Begin Supplied records
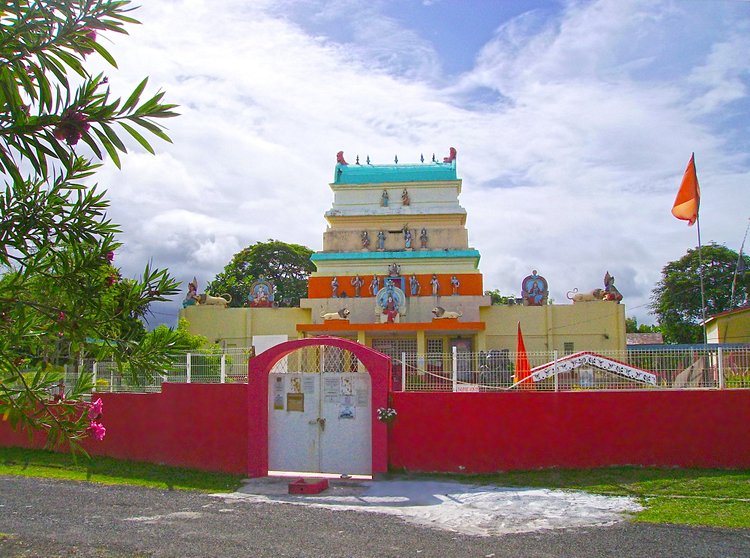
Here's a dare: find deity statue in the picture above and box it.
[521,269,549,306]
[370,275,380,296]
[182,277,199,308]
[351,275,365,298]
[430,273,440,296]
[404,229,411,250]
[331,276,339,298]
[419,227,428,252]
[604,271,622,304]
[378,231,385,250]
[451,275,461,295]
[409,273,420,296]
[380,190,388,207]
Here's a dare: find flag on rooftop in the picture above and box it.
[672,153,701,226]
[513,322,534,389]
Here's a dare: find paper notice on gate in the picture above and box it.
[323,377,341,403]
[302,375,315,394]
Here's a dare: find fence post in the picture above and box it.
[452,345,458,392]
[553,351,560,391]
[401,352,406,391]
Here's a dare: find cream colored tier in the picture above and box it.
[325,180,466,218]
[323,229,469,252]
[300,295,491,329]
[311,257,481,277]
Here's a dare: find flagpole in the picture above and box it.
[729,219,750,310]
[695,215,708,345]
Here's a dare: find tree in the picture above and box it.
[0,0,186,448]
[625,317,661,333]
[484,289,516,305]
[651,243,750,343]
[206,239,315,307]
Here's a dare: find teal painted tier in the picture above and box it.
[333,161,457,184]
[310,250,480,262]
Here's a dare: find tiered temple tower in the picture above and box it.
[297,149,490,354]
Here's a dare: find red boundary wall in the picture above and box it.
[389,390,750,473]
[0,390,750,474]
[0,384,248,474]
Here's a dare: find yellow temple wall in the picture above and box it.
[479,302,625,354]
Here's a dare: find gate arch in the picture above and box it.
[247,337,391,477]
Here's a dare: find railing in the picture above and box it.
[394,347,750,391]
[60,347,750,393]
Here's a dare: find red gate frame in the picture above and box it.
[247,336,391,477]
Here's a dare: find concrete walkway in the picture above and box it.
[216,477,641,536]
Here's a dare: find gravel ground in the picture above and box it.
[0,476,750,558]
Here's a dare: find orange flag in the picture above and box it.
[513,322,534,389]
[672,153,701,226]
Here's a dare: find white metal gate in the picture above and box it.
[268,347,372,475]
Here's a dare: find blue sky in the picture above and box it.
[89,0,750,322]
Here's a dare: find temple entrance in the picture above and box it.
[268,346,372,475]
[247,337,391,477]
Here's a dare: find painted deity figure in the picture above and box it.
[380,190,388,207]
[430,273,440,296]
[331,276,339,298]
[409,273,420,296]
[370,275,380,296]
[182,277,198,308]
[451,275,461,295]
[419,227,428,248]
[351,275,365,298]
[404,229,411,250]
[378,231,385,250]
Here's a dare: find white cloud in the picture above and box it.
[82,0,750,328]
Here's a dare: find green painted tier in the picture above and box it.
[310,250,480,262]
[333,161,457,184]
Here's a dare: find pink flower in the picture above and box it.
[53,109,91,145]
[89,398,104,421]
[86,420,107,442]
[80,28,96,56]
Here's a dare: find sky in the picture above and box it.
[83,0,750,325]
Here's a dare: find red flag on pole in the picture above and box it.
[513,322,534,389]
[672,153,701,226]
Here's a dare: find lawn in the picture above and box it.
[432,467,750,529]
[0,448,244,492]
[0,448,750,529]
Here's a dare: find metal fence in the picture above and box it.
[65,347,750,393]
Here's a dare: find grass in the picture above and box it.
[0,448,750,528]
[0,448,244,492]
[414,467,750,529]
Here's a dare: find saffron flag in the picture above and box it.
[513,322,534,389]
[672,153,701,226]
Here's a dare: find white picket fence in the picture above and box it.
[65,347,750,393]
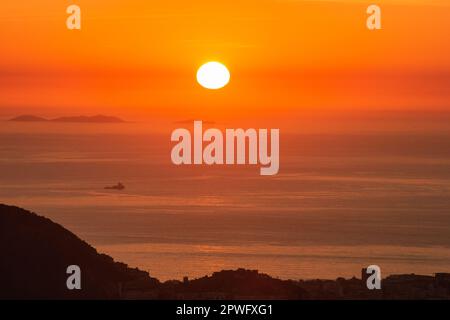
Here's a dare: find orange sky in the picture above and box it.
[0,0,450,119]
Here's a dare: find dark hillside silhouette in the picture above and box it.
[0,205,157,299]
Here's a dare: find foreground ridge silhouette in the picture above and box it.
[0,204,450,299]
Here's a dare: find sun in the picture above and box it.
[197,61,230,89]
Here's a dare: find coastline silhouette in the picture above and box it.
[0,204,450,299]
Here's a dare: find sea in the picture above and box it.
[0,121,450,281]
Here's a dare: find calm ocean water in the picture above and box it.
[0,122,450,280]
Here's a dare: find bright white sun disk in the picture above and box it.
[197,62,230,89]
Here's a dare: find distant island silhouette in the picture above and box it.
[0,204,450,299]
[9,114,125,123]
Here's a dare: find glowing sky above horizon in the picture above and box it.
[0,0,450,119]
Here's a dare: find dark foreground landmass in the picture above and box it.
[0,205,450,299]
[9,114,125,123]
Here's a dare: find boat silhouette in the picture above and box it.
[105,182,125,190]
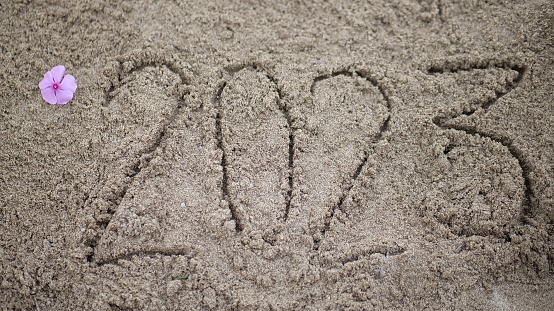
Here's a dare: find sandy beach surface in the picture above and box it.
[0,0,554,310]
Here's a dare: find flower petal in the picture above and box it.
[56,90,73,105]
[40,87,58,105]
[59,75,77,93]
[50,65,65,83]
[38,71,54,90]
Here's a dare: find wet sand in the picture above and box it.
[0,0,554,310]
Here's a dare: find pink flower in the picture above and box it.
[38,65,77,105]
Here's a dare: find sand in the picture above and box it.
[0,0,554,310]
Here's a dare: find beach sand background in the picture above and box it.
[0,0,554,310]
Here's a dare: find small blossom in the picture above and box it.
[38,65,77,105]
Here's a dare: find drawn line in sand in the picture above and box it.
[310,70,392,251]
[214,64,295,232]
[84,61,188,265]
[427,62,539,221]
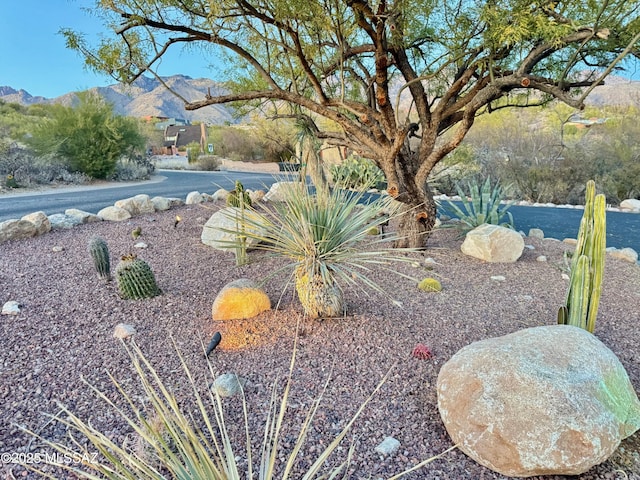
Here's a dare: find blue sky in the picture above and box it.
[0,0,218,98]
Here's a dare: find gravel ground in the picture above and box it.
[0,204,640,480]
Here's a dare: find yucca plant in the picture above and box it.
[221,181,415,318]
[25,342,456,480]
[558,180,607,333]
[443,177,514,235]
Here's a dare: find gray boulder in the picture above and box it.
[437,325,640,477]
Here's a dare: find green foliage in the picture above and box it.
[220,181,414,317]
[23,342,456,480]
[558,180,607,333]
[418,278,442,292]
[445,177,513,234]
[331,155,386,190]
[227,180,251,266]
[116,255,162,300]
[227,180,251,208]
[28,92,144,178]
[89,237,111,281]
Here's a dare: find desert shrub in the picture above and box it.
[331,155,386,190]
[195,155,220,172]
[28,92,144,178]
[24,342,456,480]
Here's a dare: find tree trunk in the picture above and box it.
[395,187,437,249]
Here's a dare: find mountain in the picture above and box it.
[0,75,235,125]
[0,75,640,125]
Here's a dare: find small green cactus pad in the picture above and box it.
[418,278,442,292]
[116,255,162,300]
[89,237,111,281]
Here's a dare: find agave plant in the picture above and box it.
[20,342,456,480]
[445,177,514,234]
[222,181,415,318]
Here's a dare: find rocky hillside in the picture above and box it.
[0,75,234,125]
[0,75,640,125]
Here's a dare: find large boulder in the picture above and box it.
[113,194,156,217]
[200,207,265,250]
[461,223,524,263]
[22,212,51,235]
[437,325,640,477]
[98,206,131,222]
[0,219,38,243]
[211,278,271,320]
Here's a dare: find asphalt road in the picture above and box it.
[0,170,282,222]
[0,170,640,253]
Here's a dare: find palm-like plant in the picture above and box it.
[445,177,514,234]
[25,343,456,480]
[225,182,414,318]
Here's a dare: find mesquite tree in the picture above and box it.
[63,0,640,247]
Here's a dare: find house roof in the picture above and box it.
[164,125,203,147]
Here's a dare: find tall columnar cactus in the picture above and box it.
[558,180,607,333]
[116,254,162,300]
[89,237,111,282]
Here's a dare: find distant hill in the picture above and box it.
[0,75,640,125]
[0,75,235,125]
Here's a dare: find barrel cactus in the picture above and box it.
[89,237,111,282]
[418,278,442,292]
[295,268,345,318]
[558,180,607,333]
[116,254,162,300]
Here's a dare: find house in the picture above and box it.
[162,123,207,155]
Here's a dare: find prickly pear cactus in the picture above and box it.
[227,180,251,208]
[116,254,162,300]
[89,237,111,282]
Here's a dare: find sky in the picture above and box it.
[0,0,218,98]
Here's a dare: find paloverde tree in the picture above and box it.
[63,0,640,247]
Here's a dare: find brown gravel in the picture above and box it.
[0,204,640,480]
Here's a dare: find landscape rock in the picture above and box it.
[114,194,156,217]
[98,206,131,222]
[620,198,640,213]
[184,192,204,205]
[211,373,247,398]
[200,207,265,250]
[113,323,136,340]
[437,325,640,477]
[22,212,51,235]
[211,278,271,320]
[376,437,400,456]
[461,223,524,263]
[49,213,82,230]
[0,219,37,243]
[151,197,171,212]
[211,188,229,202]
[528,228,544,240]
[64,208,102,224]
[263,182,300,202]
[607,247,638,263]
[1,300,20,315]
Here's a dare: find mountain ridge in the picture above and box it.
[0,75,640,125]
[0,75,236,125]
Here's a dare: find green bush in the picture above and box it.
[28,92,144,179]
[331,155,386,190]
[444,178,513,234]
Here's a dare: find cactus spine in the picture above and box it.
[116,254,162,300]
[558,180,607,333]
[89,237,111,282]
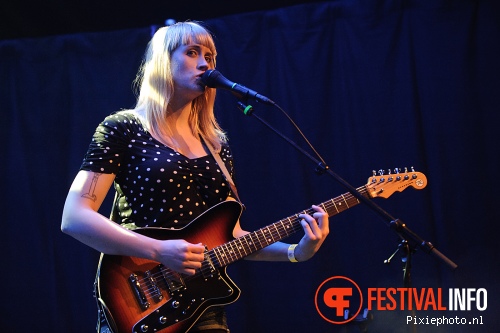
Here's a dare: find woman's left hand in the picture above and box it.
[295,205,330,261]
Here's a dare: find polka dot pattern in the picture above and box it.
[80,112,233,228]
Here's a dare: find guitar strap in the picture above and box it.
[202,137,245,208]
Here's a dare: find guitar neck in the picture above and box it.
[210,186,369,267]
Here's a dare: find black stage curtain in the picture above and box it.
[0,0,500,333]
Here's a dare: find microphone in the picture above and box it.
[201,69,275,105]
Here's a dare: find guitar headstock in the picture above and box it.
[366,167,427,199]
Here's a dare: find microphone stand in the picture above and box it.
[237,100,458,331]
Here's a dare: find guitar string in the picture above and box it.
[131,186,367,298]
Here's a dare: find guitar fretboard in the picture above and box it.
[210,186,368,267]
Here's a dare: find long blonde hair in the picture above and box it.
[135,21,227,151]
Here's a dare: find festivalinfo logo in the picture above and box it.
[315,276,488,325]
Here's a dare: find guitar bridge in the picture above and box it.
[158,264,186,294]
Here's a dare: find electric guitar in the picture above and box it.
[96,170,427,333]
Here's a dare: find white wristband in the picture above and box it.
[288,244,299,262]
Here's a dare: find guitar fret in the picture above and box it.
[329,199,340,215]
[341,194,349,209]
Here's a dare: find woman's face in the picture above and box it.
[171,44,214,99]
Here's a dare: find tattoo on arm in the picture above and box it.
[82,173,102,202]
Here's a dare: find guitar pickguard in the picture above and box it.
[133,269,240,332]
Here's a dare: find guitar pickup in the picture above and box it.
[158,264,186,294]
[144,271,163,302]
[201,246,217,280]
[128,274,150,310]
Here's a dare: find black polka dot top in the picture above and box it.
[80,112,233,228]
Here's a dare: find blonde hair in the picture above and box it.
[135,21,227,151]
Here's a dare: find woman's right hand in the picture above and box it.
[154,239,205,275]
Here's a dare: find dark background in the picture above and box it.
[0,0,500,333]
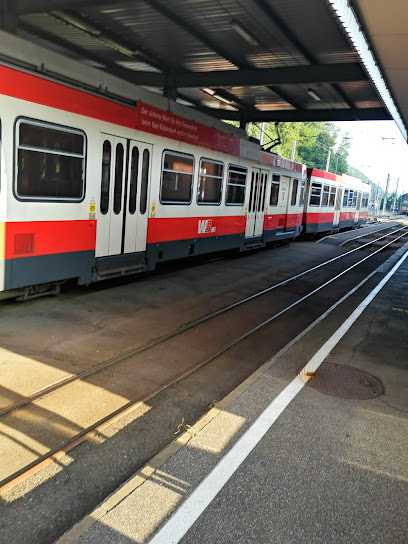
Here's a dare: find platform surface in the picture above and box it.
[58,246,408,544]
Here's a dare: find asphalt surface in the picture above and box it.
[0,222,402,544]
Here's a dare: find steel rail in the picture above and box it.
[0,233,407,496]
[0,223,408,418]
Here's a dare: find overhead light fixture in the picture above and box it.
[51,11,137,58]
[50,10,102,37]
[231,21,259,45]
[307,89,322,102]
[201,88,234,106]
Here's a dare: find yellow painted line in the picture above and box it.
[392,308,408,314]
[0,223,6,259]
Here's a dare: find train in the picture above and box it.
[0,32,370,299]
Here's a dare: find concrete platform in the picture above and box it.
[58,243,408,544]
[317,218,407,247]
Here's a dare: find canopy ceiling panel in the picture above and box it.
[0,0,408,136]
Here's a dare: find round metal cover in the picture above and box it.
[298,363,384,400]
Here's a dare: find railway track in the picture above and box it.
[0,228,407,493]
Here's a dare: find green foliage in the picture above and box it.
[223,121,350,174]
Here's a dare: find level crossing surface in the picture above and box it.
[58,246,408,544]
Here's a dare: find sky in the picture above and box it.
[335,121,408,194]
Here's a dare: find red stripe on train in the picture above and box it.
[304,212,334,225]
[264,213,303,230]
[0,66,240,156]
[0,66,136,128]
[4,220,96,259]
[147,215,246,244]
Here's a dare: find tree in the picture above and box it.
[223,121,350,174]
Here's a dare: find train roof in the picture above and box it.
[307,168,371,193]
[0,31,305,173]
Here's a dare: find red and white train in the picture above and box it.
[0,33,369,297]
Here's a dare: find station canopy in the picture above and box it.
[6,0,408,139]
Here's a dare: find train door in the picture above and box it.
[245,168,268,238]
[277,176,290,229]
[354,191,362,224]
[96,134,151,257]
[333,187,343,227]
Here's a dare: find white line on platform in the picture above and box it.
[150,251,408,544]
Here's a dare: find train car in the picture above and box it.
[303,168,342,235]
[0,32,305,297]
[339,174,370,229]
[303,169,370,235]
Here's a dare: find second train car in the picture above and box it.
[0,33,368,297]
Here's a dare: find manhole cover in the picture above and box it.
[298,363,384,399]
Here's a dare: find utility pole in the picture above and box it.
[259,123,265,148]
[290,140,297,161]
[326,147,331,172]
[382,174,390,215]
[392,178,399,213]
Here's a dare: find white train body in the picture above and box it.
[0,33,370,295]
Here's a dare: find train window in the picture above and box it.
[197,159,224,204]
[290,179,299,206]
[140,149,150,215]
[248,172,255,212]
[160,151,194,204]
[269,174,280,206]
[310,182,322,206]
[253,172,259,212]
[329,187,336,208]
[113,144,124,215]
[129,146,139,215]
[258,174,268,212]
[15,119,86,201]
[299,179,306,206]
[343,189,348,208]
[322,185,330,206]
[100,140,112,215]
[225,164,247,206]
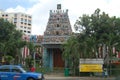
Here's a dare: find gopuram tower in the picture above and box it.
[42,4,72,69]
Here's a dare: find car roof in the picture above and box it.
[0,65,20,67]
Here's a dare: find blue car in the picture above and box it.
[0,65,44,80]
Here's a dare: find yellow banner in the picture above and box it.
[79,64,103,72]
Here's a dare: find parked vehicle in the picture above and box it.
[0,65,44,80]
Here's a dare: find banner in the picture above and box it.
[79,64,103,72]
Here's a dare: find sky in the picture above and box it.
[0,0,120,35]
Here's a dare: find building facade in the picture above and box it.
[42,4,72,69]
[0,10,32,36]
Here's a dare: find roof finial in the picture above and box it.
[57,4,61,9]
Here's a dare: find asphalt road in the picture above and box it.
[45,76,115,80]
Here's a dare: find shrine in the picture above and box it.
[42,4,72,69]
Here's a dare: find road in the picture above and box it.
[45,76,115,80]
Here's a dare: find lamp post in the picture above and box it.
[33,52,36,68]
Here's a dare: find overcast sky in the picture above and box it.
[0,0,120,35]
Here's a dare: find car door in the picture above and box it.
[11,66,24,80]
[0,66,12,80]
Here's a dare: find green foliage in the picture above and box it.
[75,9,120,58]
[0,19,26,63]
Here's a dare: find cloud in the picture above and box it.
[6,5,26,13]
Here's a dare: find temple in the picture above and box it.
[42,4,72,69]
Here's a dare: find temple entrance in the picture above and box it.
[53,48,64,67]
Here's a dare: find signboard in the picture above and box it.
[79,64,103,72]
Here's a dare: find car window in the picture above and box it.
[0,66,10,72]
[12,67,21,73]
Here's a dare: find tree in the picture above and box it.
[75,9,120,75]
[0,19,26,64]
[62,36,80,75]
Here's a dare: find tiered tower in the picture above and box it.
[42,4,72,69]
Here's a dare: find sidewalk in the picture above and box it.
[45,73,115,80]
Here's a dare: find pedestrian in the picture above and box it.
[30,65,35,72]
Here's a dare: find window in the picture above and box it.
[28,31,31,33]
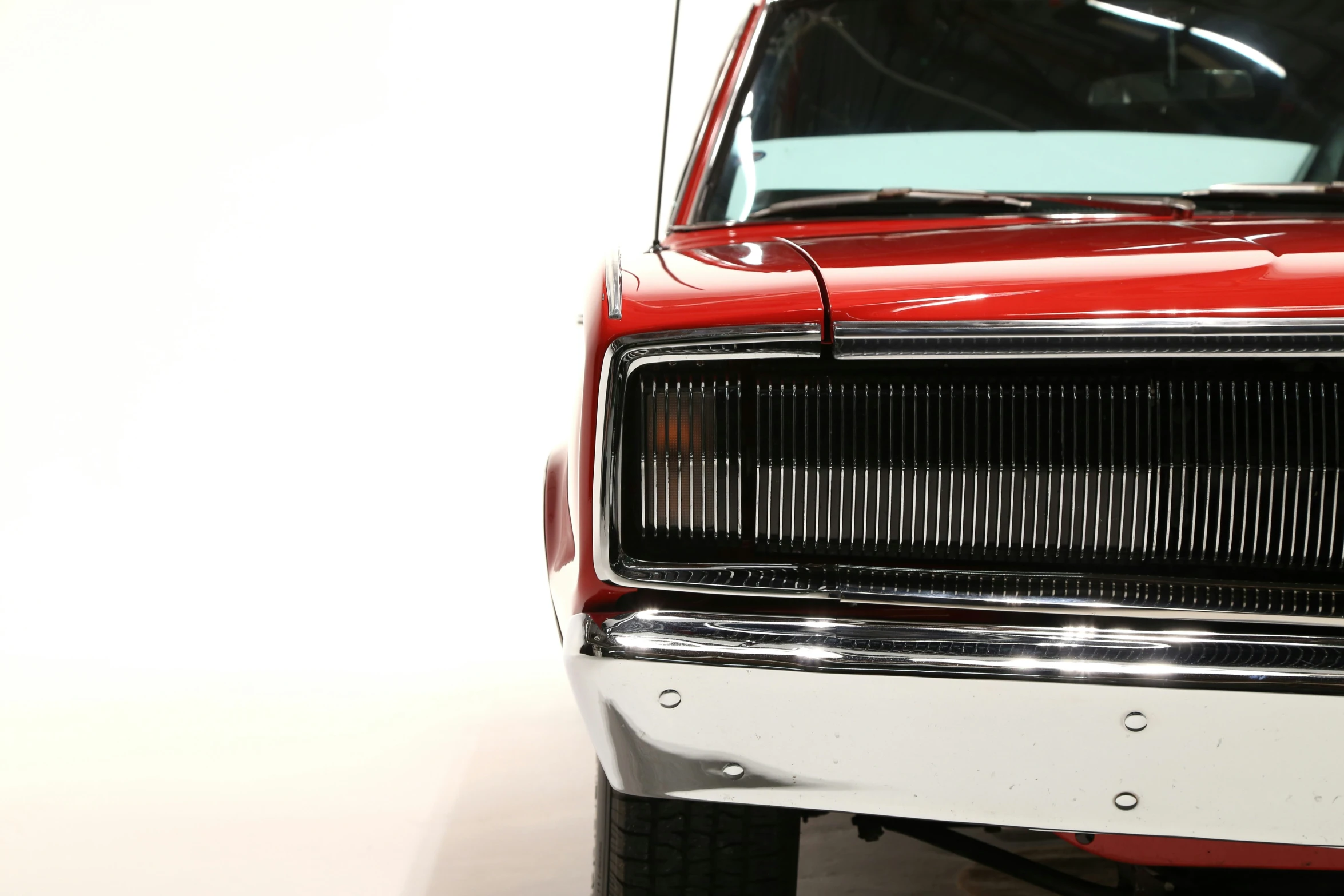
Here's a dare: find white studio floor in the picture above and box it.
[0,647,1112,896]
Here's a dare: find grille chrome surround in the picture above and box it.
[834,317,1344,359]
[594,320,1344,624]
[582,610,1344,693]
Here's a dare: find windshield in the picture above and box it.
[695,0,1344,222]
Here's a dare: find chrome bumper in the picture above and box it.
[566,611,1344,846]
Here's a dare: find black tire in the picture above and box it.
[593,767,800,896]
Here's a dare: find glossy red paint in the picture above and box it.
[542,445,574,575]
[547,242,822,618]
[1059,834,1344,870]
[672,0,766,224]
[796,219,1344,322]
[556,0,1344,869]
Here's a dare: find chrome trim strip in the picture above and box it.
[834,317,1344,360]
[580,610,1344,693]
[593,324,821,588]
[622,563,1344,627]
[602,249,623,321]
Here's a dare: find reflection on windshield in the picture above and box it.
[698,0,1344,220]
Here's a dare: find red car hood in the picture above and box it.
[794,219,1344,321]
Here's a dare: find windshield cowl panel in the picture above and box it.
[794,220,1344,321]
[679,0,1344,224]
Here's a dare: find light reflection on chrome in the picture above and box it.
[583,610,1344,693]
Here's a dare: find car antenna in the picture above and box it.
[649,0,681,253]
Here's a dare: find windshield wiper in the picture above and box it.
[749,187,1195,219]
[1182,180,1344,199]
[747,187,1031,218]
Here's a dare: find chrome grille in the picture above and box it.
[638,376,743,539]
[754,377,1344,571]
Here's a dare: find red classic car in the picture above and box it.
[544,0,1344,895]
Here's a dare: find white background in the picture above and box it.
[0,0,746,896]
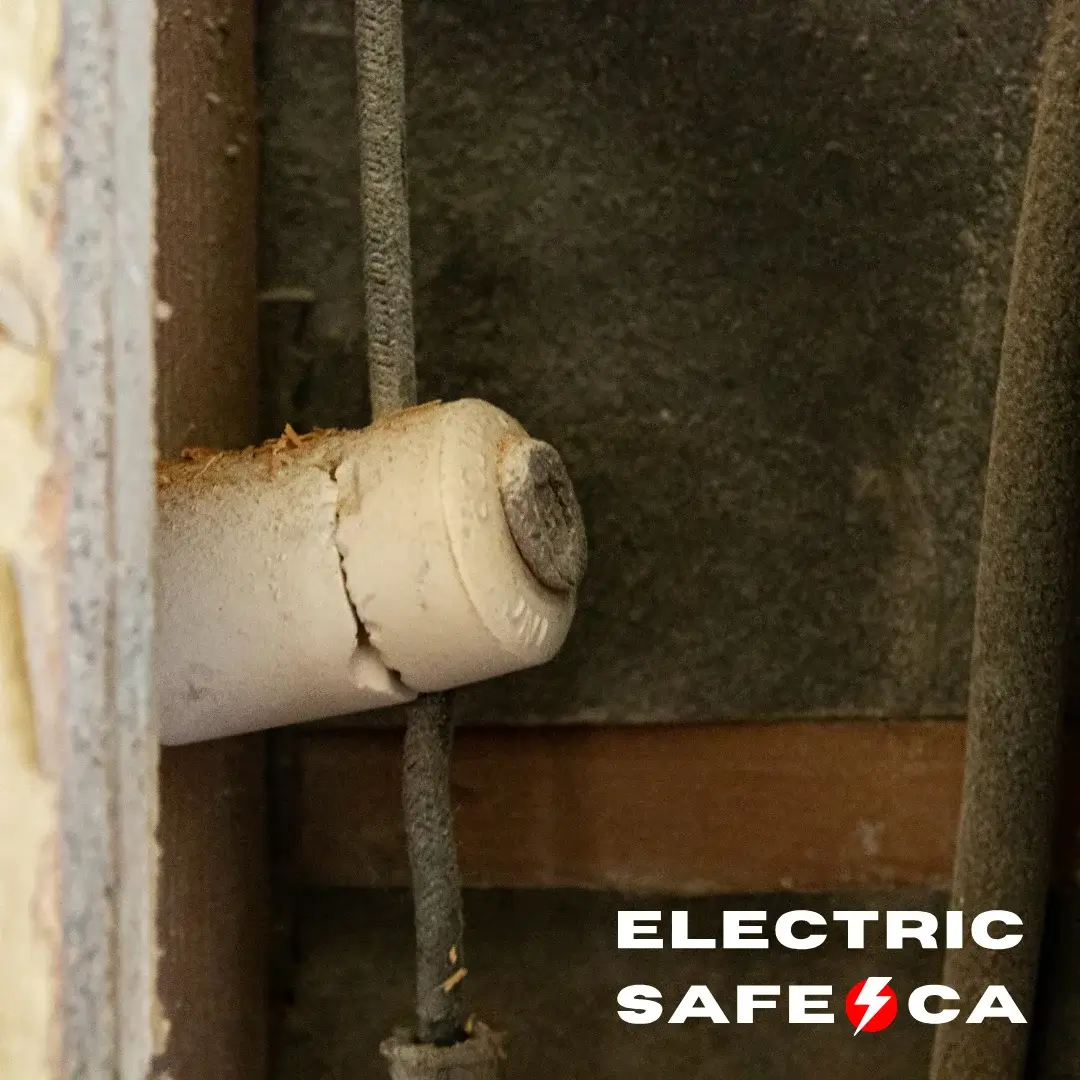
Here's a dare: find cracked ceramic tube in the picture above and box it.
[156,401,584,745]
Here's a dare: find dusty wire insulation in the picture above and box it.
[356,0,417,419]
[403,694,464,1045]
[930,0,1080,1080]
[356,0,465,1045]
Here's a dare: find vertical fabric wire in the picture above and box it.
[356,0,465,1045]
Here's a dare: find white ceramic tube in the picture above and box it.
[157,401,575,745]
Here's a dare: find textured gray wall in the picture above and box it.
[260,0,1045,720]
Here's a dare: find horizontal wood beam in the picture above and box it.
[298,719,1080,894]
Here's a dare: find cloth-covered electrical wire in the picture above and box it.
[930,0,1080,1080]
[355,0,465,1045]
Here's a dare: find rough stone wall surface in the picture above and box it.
End Supplied records
▶ **Prompt**
Rewrite every line between the lines holding "Here's a dare: find guitar pickup" and "[335,121,408,194]", inclusive, keeping the requests, and multiply each box coordinate in the answers by 0.35, rounding to whole numbers with halves rounded up. Leave the pictures out of your answer.

▶ **Full answer**
Here's a dare: find guitar pickup in the picture above and box it.
[55,92,65,103]
[50,95,57,106]
[70,86,76,98]
[45,96,53,109]
Here's a dare: find black polka dot top in the picture above and box it.
[28,39,82,80]
Here's a dare: find blonde hair in the picture above and box it.
[47,7,79,53]
Here's a dare: find woman's right hand in the picture above and box it.
[54,84,72,96]
Here's a dare: find dark background in the picture above and box it.
[0,0,175,117]
Here's a dare: find platform surface in the picture above and box it.
[20,86,143,190]
Here's a dare: find asphalt surface in the picture above and box it.
[0,78,141,190]
Here's a dare: find steel rail in the picture above and box it.
[0,82,142,174]
[0,78,143,146]
Here's a dare: find overhead light fixture in the picture above and box it.
[18,4,48,20]
[18,4,36,13]
[81,7,91,16]
[107,31,113,36]
[70,31,82,37]
Here's a dare: find yellow painted line in the picture above and box it.
[137,108,143,110]
[0,78,2,91]
Here's a dare: find train in the picture above and box it.
[0,11,130,105]
Here's a dare: find concrete platform in the picture above and box it.
[20,85,143,190]
[111,76,142,86]
Here's a dare: find canopy ceiling panel in the picture above and box it.
[0,0,143,48]
Here's a dare: find round metal cover in the picture above and box it.
[104,127,134,140]
Here's a dare: find railway track in the picture above and box it.
[0,80,142,173]
Here's a dare: find green foliage in the picture above and box it.
[78,42,123,61]
Here's a dare: find level crossing surface in the picture above and box it.
[20,86,143,190]
Here's a dare: find sky in the picture above and box it.
[117,42,143,68]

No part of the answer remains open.